— Start of EXTRACT —

# Sun Atlas Cargo...



## backcountryeti (May 21, 2004)

Saw one of these at my local shop today, anyone have one? Any rides on one? Didn't ride it, but damn is it heavy! Planning on a test ride this week just to see how it handles... but crazy heavy! The shop said something like 65lbs! :eekster:


----------



## Bong_Crosby (Oct 10, 2006)

*I just picked one up*

My main ride is a Big Dummy but I'm out in So Cal for eight months and didn't want to drag my Big with me and also didn't want the worry of having a $2000 bike locked outside my apartment. So, I picked up a brand new Sun Titan Cargo from icargobike (Volusion Demo Store) in San Clemente, CA. They have a nice shop and are way cool to talk to - they actually know about ALL the cargo bikes and E-bikes. They have stuff I've never heard or seen of. Really friendly too. But I digress...

I like the the way the Titan handles. It's definitely not a long haul or touring type setup, but for picking up groceries or blasting around town, it's perfect. It's a more upright posture than the BD for sure. I'm 6' 2" and thought the 18" frame would not accommodate me, but it feels just fine.

The components are pretty cheap but they match the price. No quick release for the hubs or seat post. I can't remember the last time I had to wrench a tire off a bike. But not a big deal - throw a crescent wrench in the repair kit. The rims are super wide and the stock tires are a nice ride. I think they're just no-name brand but they're adequate.

I don't think it's that heavy. Heavier than the BD but not outta control heavy. It feels really stiff - stiffer than the BD. I think with some quality components, this could be a real solid ride. As I see it right now, I'll keep everything stock and just replace them with higher quality parts as they wear out.

So, yeah, I'd definitely recommend one. Especially if you're looking for an around town cargo hauler, this thing will get the job done without breaking the bank.

Good luck.


----------



## backcountryeti (May 21, 2004)

Thanks for the reply, nice to see that it is fitting the bill for you out west. I checked it out again today, looking over the parts and such... I think I will stick with my Xtracycle for now. Nice to see a company toss out an entry level cargo bike though!


----------



## Bong_Crosby (Oct 10, 2006)

Bong_Crosby said:


> My main ride is a Big Dummy but I'm out in So Cal for eight months and didn't want to drag my Big with me and also didn't want the worry of having a $2000 bike locked outside my apartment. So, I picked up a brand new Sun Titan Cargo from icargobike


My intuition was right. I'm back home in Boise for Thanksgiving and just got a text from my roommate in Cal telling me that thieves cut through two locks to get to my bike. I'm so ****ing pissed. I hate bike thieves! :madmax:


----------



## Bong_Crosby (Oct 10, 2006)

Well, I scored a victory of sorts. I did end up tracking down my bike but the thieves had stripped it to the bare bones.

After the bike was stolen, I'd check craigslist on occasion to see if the bike or pieces popped up. Sure enough, it did. The bike was stolen on Thanksgiving and I saw the ad in early January but I was out of town so I wasn't able to check it out. When I got back, I called the seller and setup a meeting. I looked it over and there were some details that confirmed it was my bike. I left and called the cops. They showed up and after questioning the seller took possession. The bike had probably changed hands multiple times before the seller got his hands on it, so he was no help in tracking down any of the pieces or parts.

So sad, they took a fully functional bike and stripped parts that by themselves are essentially worthless. With the exception of the Basil bags, there's no way they were able to sell the parts for any amount of money. By the time they put in the time and effort of stealing and stripping the bike, they probably ended up losing money.


----------



## kdc1956 (Feb 5, 2010)

I would be really piss if my BD came up missing and if I did see someone on it I feel sorry for them it would be there last day alive.I always say don't mess with my stuff and you can be happy too.


----------



## inoy (Mar 1, 2012)

Bong_Crosby, how much was the initial purchase of the Sun? any progress on the build-up after the theft?


----------

— End of EXTRACT —
— Start of RAW RECORDS —

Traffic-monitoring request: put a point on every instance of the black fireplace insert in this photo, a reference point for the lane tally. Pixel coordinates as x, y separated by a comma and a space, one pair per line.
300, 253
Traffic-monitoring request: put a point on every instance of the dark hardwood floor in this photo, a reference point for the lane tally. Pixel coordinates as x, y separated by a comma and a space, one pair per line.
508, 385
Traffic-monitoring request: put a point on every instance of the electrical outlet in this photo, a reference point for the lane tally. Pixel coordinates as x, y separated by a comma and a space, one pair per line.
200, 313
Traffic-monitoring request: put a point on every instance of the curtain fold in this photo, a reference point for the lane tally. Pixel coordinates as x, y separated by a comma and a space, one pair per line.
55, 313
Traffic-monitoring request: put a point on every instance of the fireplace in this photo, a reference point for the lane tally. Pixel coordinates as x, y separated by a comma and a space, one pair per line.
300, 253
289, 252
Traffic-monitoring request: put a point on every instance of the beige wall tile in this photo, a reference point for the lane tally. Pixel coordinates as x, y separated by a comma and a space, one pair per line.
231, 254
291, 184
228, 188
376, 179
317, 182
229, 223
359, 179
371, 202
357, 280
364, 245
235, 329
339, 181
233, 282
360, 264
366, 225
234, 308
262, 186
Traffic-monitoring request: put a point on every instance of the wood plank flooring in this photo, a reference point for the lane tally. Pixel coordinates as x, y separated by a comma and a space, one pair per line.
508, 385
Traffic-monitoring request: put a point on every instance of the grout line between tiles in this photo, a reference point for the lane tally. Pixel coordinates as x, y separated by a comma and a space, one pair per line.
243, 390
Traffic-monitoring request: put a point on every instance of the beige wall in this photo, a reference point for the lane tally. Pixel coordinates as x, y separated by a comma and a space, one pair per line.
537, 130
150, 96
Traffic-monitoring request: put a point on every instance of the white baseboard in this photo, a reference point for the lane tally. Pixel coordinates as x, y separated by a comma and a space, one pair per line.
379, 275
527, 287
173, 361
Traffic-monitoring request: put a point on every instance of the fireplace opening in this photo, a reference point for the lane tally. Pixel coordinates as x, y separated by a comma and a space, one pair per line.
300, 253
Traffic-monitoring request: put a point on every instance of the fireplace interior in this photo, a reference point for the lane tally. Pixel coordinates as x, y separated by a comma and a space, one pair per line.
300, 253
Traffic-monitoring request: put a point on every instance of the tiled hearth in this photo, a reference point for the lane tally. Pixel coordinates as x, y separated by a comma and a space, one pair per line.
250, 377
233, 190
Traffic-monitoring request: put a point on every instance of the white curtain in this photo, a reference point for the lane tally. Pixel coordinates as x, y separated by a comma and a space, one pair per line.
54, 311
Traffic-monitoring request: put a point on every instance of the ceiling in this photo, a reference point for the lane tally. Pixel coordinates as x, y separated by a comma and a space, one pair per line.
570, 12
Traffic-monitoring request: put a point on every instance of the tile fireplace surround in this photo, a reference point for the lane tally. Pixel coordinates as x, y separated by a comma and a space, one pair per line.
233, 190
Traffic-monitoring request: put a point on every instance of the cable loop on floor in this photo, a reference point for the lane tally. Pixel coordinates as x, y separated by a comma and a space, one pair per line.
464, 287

— End of RAW RECORDS —

- _EXERCISES_
a) Answer these questions from the cargo bike thread, one per line:
(i) What weight did the shop give for the bike?
(ii) Where did Bong_Crosby buy the Sun Titan Cargo?
(iii) On what day was Bong_Crosby's bike stolen?
b) Reproduce word for word the passage of the cargo bike thread that begins with the words "I like the the" and ends with "feels just fine.".
The items have no connection to the cargo bike thread.

- _CORRECT ANSWERS_
a)
(i) Something like 65 lbs.
(ii) From icargobike in San Clemente, CA.
(iii) On Thanksgiving.

b)
I like the the way the Titan handles. It's definitely not a long haul or touring type setup, but for picking up groceries or blasting around town, it's perfect. It's a more upright posture than the BD for sure. I'm 6' 2" and thought the 18" frame would not accommodate me, but it feels just fine.